• SELECTION
---

Ashton has fared relatively less well. Despite some real successes – such as brokering peace between Serbia and Kosovo, and keeping the British, French, Germans, Americans, Chinese and Russians together during the Iranian nuclear diplomacy – she has attracted many brickbats. Some of this can be attributed to her lack of foreign policy experience. But a more significant reason is the mismatch between governments’ expectations that the high representative could immediately deliver confident diplomatic responses to crises in Haiti, Libya and the Arab Spring while simultaneously creating a new European External Action Service (EEAS) from scratch. Ashton herself has likened this to flying a plane while building the wings.
Moreover, while national foreign ministries tend to complain about the failures of the EU's fledgling diplomatic corps, they would be equally likely to lament a highly activist high representative. (Britain has fought a long campaign to prevent EEAS officials speaking on behalf of the EU, in an attempt to thwart ‘competence creep'.) Several countries, including France and Germany, have circulated ideas on how to make the EEAS a more effective diplomatic player in the years ahead, notably by reducing the Commission’s stranglehold over it. If such brainstormings are to lead to tangible results, governments will need to seek out an already established foreign policy ‘star’ to be the next high representative.
Third, Europe's political landscape has changed significantly since 2009. Germany has emerged as the dominant EU country while France's own economic woes have for the present reduced its power over the Union. However, Berlin remains circumspect in the area of security policy, refusing, for example, to involve itself in the Libyan conflict in 2011, while being reluctant to support the French intervention in Mali this year against jihadist rebels.
The Mediterranean countries have haemorrhaged political influence, as their economies have fallen into crisis. Cyprus, Greece, Italy, Portugal and Spain – have either become clients or wards of the EU since 2009. Under David Cameron, Britain has exiled itself to the Union’s margins to such an extent that it is impossible to imagine a Briton in any senior EU portfolio after 2014 other than single market, competition or trade commissioner. And Poland now styles itself as the 'France of the East’: a country with a healthy and large economy, a complement to, and restraint on, German power; and the independent, utilitarian leader of the newer member-states.

---

• RECORDS PROVIDED
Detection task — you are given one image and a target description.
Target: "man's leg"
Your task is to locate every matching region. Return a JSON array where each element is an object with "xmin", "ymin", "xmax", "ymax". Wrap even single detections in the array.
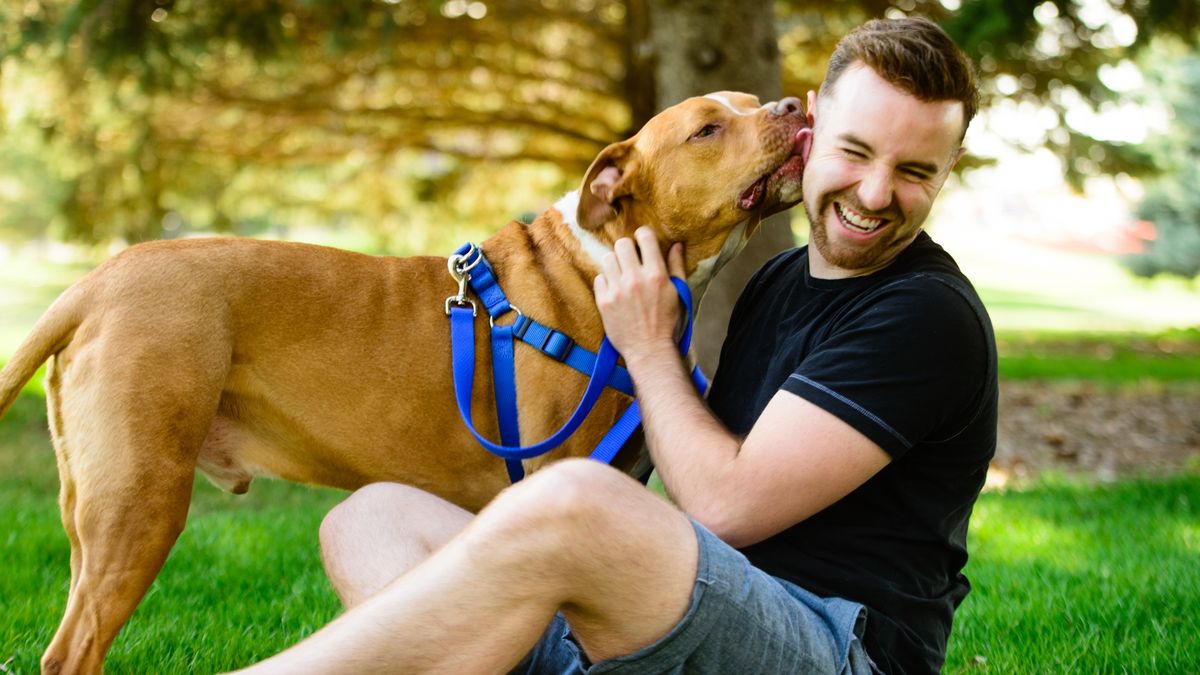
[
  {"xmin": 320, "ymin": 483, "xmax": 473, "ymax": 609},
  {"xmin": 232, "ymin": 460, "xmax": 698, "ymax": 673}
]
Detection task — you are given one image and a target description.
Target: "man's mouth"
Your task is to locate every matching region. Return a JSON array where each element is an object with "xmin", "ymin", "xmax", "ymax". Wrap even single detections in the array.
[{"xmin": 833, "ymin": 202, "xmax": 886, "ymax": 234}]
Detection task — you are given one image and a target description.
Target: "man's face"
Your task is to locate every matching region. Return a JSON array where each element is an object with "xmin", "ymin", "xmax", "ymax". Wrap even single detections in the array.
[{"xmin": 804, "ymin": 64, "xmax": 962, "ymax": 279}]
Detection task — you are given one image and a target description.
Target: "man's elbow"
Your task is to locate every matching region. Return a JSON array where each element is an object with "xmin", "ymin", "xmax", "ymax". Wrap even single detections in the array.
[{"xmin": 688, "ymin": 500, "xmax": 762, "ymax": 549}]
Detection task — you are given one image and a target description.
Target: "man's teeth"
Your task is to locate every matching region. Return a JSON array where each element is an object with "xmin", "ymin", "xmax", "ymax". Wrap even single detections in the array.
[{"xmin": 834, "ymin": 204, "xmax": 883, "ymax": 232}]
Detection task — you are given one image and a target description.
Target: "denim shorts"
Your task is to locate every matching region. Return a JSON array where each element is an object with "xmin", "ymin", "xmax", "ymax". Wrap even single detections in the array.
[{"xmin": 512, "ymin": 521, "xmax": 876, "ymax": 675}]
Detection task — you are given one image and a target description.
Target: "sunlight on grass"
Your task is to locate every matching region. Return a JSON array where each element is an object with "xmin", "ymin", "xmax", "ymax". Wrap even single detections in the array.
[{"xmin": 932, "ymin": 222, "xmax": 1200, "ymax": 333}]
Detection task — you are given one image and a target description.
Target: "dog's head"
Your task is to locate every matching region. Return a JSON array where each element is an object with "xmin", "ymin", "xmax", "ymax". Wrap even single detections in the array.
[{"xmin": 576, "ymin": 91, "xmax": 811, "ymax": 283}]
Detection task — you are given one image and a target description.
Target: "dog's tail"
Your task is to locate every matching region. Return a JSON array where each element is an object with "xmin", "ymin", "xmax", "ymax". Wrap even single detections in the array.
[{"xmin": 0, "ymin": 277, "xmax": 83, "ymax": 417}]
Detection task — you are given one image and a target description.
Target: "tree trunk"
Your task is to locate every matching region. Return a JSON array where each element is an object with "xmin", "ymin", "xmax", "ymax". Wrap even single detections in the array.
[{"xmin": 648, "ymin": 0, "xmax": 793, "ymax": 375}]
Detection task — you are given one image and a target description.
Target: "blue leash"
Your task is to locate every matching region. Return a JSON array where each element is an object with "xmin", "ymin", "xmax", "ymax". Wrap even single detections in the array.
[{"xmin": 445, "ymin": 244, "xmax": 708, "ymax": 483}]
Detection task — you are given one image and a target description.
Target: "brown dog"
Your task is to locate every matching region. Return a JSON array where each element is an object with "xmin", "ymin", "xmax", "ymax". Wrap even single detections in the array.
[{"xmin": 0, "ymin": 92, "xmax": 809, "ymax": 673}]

---

• TASK BRIEF
Copy out the full passage about the EU's high representative above, word for word.

• FULL OUTPUT
Ashton has fared relatively less well. Despite some real successes – such as brokering peace between Serbia and Kosovo, and keeping the British, French, Germans, Americans, Chinese and Russians together during the Iranian nuclear diplomacy – she has attracted many brickbats. Some of this can be attributed to her lack of foreign policy experience. But a more significant reason is the mismatch between governments’ expectations that the high representative could immediately deliver confident diplomatic responses to crises in Haiti, Libya and the Arab Spring while simultaneously creating a new European External Action Service (EEAS) from scratch. Ashton herself has likened this to flying a plane while building the wings.
Moreover, while national foreign ministries tend to complain about the failures of the EU's fledgling diplomatic corps, they would be equally likely to lament a highly activist high representative. (Britain has fought a long campaign to prevent EEAS officials speaking on behalf of the EU, in an attempt to thwart ‘competence creep'.) Several countries, including France and Germany, have circulated ideas on how to make the EEAS a more effective diplomatic player in the years ahead, notably by reducing the Commission’s stranglehold over it. If such brainstormings are to lead to tangible results, governments will need to seek out an already established foreign policy ‘star’ to be the next high representative.
Third, Europe's political landscape has changed significantly since 2009. Germany has emerged as the dominant EU country while France's own economic woes have for the present reduced its power over the Union. However, Berlin remains circumspect in the area of security policy, refusing, for example, to involve itself in the Libyan conflict in 2011, while being reluctant to support the French intervention in Mali this year against jihadist rebels.
The Mediterranean countries have haemorrhaged political influence, as their economies have fallen into crisis. Cyprus, Greece, Italy, Portugal and Spain – have either become clients or wards of the EU since 2009. Under David Cameron, Britain has exiled itself to the Union’s margins to such an extent that it is impossible to imagine a Briton in any senior EU portfolio after 2014 other than single market, competition or trade commissioner. And Poland now styles itself as the 'France of the East’: a country with a healthy and large economy, a complement to, and restraint on, German power; and the independent, utilitarian leader of the newer member-states.